Outline annotation records:
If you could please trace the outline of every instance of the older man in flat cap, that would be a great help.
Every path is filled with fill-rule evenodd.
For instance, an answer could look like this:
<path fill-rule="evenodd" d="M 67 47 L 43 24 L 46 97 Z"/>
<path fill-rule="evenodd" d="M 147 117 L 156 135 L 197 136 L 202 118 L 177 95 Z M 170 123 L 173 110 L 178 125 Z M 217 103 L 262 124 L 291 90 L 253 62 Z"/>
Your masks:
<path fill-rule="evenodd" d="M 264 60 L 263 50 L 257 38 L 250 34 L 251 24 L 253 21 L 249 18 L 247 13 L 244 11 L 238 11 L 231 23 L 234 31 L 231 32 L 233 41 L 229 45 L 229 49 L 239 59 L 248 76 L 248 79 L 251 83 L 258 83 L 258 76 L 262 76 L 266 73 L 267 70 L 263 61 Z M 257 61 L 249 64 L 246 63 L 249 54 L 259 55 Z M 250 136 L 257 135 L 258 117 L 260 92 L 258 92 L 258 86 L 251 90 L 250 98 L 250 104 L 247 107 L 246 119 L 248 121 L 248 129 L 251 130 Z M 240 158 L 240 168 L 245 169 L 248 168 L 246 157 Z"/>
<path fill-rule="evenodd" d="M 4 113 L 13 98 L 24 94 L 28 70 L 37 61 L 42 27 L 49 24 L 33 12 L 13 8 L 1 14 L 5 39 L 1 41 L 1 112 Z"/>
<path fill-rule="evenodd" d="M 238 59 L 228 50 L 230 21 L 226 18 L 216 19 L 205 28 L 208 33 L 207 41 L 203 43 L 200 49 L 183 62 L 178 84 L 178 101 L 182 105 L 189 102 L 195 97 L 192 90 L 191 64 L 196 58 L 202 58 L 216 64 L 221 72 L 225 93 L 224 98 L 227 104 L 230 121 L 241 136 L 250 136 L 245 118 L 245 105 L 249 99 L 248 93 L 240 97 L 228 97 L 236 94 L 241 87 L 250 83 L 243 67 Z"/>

» What this task involves
Could you write out all of the material above again, requests included, with every coordinate in the answer paths adjusted by -43?

» Expected answer
If you could please trace the outline of every instance of the older man in flat cap, that would be a great help.
Every path is filled with fill-rule evenodd.
For instance, an answer could look like this:
<path fill-rule="evenodd" d="M 67 47 L 43 24 L 46 97 Z"/>
<path fill-rule="evenodd" d="M 147 117 L 156 135 L 197 136 L 202 118 L 177 95 Z M 170 123 L 173 110 L 178 125 Z M 217 103 L 262 124 L 291 90 L 253 62 Z"/>
Your masks:
<path fill-rule="evenodd" d="M 221 17 L 220 7 L 214 -5 L 207 -9 L 208 -19 L 210 -22 L 206 -25 L 204 -30 L 201 -32 L 195 -32 L 188 -20 L 191 -12 L 188 -11 L 190 -2 L 186 2 L 186 6 L 196 16 L 205 33 L 205 36 L 208 40 L 215 40 L 215 33 L 219 33 L 223 30 L 224 27 L 220 18 Z M 214 18 L 206 21 L 203 20 L 206 11 L 216 12 Z M 207 93 L 214 92 L 215 74 L 217 49 L 215 49 L 215 43 L 208 47 L 207 55 L 207 61 L 204 64 L 203 76 L 205 78 L 205 86 L 208 87 Z M 197 115 L 197 125 L 202 126 L 205 125 L 203 114 Z"/>
<path fill-rule="evenodd" d="M -39 70 L -30 55 L -19 51 L -15 27 L -6 18 L -1 -16 L 6 -19 L -10 -31 L -30 -35 L -42 -29 L -38 -4 L -42 -2 L -42 69 Z"/>
<path fill-rule="evenodd" d="M 195 16 L 185 7 L 187 -22 L 183 -25 L 173 -24 L 162 -15 L 165 -10 L 164 -2 L 160 0 L 157 6 L 140 19 L 135 41 L 135 58 L 139 62 L 146 59 L 152 54 L 149 47 L 148 21 L 153 15 L 159 15 L 173 21 L 178 29 L 182 50 L 181 55 L 184 61 L 187 78 L 198 93 L 207 93 L 202 75 L 202 62 L 206 56 L 205 50 L 197 54 L 185 54 L 193 51 L 198 44 L 207 40 L 200 24 Z"/>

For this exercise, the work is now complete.